» Assignment
Translate this sentence from the article on Whitney Houston into Spanish: "Forest Whitaker will return as director, no doubt with a heavy heart."

==== Text under study ====

Within hours after her passing, the pop diva's 2000 album, Whitney: The Greatest Hits, skyrocketed to No. 2 for several hours before surpassing Adele's Grammy-sweeping 21 for the top spot the night before the Grammys. In addition, the soundtrack to her 1992 smash The Bodyguard, which sat atop Billboard album chart for 20 weeks straight, catapulted to the top 10. By Sunday, a whopping 43 of the top 100 most-downloaded songs on iTunes were Houston hits, including "I Will Always Love You" (from The Bodyguard), "I Wanna Dance With Somebody (Who Loves Me)" and "Greatest Love of All."
5. Houston is remembered with a slew of specials on cable and broadcast TV.
Among the networks' Houston-centric programming: a VH1 news special, Whitney Houston: Death of a Diva, that aired Monday, along with Lifetime's re-broadcasting of her 1992 hit The Bodyguard; E! News' Whitney Houston: Last Days of a Legend, slated to air Wednesday with interviews from those at the Beverly Hilton at the time of her death as well as those who encountered the star in her final days; an ABC News' 20/20 report slated for Friday entitled One Moment in Time: The Life of Whitney Houston. Last, but never least, Oprah Winfrey's OWN will re-air on Thursday the media mogul's 2009 interview with Houston, wherein she admitted to using both cocaine and marijuana while married to Brown.
6. Sony Pictures says it's releasing Houston's final film, Sparkle, in August.
The superstar portrays the mother of a trio of Supremes-like singers in the movie, which co-stars American Idol alum Jordin Sparks. "This would have been a big, big comeback, she is so brilliant in it," Howard Rosenman, who is an executive producer on the new film, said of Houston's performance, adding: "I was just raving about her performance, she was so great in it. I'm just in shock."
7. A sequel to Waiting to Exhale continues without its biggest star.
Fox 2000 Pictures is still going forward with a followup to the hit 1995 drama co-starring Houston, Angela Bassett, Loretta Devine and Gregory Hines. Forest Whitaker will return as director, no doubt with a heavy heart. "We literally have not talked about anybody for that part," Fox 2000 president Elizabeth Gabler told the entertainment website Vulture. "Forest, I know, is just ... grieving. He’d been the one who was speaking with her, updating (Houston) on its progress."
8. Houston's body is flown to her hometown of Newark, N.J., via Tyler Perry's private jet.
Her casket arrived late Monday night at Teterboro Airport, accompanied by cousin Dionne Warwick. Houston's mother, Cissy Houston, was on hand to retrieve it and a cavalcade including three police cars -- and a gold-colored hearse -- carried the singer to the Whigham Funeral Home, which is handling the services. Initial reports carried word that she would be honored on Friday at Newark's 19,000-seat Prudential Center, but the family released a statement to the contrary.
9. A private, invite-only funeral is set for Saturday.

==== Dataset entries ====

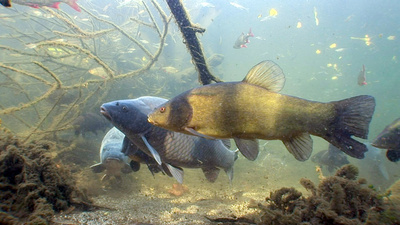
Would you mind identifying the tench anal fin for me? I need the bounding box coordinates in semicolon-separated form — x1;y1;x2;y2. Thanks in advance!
166;163;183;184
282;133;313;161
121;163;133;173
242;61;285;92
90;163;106;173
129;160;140;172
185;127;215;139
140;135;161;165
233;138;259;161
201;167;219;183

====

» Response to this exercise
Forest Whitaker volverá como director, sin duda con el corazón apesadumbrado.